GIVEN PROBLEM → Count the lines in the data below that contain the string "thick", treating uppercase and lowercase as different. Reply with the number only.

━━━━━━━━━━━━━━━━

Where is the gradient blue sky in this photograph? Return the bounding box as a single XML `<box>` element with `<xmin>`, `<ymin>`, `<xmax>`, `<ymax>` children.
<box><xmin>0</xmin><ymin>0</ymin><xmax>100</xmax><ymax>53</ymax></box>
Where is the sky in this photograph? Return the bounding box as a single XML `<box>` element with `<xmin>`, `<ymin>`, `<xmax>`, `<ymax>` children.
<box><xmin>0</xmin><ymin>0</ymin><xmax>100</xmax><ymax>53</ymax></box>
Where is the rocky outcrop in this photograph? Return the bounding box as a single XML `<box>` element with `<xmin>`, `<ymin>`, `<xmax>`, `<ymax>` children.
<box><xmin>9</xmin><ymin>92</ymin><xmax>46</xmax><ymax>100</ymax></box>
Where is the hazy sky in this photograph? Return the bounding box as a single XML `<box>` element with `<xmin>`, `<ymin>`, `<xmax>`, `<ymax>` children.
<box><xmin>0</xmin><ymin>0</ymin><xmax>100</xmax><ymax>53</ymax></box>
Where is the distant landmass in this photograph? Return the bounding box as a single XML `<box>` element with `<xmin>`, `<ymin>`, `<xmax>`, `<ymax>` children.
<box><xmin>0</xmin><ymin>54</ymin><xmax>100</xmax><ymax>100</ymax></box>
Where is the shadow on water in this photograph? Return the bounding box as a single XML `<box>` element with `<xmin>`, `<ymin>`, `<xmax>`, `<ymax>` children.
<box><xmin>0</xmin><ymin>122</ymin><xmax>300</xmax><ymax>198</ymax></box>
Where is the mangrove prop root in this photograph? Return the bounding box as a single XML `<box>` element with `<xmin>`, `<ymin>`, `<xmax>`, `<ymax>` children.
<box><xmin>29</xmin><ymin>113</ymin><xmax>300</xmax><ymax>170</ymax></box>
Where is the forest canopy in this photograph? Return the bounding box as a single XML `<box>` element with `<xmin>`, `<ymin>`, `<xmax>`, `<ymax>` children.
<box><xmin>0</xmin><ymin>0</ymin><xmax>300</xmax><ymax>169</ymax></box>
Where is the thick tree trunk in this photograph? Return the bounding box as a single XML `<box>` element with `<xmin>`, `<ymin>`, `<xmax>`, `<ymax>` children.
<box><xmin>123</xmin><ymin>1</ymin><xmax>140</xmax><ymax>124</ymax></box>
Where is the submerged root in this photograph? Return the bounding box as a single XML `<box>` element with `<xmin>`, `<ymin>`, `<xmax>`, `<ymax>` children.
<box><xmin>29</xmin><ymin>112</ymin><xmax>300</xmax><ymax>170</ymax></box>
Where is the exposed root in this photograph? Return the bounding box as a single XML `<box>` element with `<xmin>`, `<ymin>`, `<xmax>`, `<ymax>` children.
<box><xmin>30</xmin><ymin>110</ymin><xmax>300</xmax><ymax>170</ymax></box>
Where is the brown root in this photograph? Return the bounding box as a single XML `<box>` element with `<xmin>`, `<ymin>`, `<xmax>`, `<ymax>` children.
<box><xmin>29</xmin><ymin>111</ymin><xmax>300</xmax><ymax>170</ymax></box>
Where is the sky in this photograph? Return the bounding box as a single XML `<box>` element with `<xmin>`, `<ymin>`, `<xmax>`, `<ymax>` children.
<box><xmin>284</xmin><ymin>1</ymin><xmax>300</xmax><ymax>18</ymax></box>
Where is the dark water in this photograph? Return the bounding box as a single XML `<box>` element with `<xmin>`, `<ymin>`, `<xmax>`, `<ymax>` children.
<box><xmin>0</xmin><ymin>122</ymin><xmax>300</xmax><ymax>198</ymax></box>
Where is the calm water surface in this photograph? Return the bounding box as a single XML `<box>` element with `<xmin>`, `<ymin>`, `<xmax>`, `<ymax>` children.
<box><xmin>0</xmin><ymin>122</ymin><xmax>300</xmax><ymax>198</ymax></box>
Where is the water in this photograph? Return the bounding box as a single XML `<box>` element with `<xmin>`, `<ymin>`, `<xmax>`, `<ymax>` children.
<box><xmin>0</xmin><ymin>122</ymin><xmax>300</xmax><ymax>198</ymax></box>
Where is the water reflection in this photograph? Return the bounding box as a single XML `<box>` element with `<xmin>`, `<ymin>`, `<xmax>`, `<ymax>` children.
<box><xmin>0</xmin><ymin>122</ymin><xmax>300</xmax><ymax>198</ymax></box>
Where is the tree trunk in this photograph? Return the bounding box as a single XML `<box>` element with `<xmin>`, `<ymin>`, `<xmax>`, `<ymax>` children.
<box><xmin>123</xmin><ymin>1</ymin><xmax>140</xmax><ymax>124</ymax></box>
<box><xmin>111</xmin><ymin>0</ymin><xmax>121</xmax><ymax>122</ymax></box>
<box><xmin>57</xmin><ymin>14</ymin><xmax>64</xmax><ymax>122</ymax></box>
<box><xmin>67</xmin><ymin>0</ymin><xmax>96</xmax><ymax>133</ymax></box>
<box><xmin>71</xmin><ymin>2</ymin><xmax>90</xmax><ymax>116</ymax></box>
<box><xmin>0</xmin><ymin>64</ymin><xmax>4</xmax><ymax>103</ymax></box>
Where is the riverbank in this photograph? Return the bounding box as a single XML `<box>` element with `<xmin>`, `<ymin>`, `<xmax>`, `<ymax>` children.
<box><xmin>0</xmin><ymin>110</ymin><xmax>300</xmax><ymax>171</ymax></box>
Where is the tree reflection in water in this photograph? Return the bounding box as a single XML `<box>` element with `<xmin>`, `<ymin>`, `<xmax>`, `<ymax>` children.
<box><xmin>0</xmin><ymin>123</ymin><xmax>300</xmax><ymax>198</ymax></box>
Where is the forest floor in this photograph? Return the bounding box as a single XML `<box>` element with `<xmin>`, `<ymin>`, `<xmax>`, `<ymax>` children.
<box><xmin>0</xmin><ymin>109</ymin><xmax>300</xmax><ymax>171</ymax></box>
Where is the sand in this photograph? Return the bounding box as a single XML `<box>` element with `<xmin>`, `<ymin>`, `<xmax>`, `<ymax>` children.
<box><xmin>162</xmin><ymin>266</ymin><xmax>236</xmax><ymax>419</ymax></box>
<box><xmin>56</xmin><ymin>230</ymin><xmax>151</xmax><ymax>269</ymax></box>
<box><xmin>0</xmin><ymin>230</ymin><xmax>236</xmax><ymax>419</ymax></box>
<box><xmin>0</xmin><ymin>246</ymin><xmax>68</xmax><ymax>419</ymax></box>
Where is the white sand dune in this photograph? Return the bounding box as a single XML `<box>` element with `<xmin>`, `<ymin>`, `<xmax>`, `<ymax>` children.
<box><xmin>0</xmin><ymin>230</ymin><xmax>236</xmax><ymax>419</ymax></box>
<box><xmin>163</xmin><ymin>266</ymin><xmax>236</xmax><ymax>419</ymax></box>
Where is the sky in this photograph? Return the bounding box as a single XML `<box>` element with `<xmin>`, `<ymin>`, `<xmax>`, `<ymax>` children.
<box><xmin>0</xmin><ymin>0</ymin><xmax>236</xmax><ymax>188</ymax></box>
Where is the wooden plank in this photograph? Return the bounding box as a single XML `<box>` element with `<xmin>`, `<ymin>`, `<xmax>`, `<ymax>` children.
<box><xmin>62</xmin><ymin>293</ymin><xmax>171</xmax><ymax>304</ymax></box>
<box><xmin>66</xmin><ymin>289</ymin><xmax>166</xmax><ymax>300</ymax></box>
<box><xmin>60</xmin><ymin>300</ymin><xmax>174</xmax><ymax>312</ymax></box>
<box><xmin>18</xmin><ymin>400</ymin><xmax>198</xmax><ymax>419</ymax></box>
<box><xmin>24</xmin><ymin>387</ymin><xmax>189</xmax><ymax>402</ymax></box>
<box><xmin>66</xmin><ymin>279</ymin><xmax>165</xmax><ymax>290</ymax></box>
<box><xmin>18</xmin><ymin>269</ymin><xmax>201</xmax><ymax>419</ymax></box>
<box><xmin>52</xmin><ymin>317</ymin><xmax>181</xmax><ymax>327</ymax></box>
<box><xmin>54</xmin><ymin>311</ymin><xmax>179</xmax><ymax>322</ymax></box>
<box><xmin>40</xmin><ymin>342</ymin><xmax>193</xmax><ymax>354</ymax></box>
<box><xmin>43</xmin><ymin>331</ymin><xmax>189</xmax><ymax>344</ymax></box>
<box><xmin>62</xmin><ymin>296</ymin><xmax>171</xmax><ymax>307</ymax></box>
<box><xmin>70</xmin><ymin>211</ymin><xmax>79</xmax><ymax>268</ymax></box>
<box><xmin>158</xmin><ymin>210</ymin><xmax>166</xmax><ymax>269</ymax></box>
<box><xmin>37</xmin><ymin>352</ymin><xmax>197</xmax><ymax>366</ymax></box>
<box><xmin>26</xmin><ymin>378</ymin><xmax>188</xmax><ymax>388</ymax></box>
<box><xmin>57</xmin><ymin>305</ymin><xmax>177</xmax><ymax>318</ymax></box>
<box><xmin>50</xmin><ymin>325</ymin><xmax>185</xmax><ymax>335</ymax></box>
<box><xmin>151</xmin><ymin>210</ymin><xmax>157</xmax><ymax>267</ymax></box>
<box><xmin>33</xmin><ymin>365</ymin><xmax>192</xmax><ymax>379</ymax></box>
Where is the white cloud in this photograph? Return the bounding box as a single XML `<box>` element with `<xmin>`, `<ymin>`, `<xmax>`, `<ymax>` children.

━━━━━━━━━━━━━━━━

FULL SOLUTION → 1